> Enunciado do exercício
Selecione e copie cada linha dos itens em que aparece a palavra "Trace".

((

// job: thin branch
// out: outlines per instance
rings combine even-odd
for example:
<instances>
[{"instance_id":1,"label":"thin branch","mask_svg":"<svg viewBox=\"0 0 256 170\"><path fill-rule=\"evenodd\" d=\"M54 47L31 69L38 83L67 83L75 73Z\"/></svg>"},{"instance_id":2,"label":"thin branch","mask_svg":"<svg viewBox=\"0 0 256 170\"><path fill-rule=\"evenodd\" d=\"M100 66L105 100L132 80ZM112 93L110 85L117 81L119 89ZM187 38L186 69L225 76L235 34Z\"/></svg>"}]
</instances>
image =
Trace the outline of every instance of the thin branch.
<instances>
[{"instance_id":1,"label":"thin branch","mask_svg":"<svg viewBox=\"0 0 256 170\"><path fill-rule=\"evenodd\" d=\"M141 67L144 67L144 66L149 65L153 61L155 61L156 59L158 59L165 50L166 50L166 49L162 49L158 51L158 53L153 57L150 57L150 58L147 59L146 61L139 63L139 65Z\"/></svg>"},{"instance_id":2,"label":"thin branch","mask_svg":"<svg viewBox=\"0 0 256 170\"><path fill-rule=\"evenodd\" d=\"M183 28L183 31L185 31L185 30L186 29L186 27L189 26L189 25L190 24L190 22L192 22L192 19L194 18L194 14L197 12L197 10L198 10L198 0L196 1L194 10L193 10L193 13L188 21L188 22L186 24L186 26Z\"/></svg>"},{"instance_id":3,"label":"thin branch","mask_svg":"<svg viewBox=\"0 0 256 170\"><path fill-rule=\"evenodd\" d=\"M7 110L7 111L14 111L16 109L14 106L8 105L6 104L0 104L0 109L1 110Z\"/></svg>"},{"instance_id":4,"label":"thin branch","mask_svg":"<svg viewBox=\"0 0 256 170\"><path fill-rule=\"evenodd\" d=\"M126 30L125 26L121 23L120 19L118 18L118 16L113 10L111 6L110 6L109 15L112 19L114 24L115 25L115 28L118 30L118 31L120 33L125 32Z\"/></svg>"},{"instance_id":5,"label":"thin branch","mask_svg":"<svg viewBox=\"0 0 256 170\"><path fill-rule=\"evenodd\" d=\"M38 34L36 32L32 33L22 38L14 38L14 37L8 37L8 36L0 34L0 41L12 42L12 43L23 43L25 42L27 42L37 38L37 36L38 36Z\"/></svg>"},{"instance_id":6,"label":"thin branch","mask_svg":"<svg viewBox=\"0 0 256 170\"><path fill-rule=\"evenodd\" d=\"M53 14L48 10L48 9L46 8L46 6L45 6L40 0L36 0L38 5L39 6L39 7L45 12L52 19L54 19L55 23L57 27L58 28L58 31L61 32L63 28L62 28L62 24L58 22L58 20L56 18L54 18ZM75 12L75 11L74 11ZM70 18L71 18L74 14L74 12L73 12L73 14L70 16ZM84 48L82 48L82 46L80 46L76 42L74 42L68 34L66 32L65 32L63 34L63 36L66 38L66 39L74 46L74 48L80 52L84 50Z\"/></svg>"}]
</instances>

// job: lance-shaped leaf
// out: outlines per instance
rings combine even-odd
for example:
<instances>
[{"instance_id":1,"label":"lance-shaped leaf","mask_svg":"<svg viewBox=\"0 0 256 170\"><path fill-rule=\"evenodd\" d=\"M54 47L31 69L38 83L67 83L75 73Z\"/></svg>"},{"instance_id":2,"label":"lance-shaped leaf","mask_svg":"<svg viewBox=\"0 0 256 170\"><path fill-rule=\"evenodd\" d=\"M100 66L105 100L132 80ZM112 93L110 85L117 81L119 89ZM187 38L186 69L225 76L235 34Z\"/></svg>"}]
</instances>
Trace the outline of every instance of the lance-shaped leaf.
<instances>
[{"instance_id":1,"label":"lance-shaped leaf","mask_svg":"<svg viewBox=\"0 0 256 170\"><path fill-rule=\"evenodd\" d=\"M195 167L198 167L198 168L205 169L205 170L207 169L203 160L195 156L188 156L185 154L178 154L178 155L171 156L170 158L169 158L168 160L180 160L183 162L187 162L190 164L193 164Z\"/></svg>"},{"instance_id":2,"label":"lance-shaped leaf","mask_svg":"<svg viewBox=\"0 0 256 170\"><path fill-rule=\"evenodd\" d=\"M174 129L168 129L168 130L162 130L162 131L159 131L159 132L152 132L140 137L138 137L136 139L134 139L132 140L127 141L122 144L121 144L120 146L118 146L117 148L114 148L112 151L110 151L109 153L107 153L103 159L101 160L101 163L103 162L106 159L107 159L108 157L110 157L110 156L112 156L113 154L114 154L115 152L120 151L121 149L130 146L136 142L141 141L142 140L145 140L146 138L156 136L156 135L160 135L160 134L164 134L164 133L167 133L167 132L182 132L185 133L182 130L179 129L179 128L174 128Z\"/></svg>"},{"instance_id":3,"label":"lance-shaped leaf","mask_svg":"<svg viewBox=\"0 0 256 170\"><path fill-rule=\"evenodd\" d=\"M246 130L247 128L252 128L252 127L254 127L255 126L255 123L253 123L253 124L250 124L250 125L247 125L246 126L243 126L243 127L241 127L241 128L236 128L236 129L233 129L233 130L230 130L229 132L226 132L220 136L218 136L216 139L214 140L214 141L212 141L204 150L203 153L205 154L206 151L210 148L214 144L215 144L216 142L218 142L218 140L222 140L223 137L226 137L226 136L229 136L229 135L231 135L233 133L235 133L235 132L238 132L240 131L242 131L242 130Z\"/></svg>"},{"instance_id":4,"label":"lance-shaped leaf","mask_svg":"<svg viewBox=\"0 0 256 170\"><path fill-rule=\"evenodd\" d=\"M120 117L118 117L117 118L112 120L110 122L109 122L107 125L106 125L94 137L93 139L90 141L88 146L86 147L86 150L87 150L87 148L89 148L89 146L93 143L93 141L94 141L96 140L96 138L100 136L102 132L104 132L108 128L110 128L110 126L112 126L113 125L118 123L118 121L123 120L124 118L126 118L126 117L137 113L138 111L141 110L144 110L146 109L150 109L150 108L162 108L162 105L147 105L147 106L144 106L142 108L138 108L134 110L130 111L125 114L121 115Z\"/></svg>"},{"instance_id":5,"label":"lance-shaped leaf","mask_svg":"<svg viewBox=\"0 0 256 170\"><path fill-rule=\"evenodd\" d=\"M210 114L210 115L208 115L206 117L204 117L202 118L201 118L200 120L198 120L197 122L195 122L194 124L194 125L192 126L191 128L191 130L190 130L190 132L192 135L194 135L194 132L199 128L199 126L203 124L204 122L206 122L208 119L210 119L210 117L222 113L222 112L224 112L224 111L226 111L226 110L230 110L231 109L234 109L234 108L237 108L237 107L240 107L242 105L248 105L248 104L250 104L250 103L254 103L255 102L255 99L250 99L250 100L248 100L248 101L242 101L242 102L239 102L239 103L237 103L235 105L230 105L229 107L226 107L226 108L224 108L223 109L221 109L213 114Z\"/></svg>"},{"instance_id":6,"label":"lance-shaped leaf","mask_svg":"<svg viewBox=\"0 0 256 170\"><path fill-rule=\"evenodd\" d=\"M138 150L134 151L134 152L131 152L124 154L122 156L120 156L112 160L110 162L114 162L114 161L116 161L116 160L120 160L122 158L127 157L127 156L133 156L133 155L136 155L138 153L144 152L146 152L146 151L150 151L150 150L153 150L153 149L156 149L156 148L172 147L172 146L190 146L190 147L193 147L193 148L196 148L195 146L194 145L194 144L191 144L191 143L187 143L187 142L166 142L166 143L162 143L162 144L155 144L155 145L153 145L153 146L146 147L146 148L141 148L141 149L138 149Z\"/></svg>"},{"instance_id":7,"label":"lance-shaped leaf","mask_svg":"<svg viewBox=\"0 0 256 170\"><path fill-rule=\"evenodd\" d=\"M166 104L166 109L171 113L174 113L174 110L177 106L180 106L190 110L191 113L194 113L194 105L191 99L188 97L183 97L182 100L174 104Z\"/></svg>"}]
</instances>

))

> Resultado da tarefa
Trace the outline of every instance of the thin branch.
Trace the outline of every instance of the lance-shaped leaf.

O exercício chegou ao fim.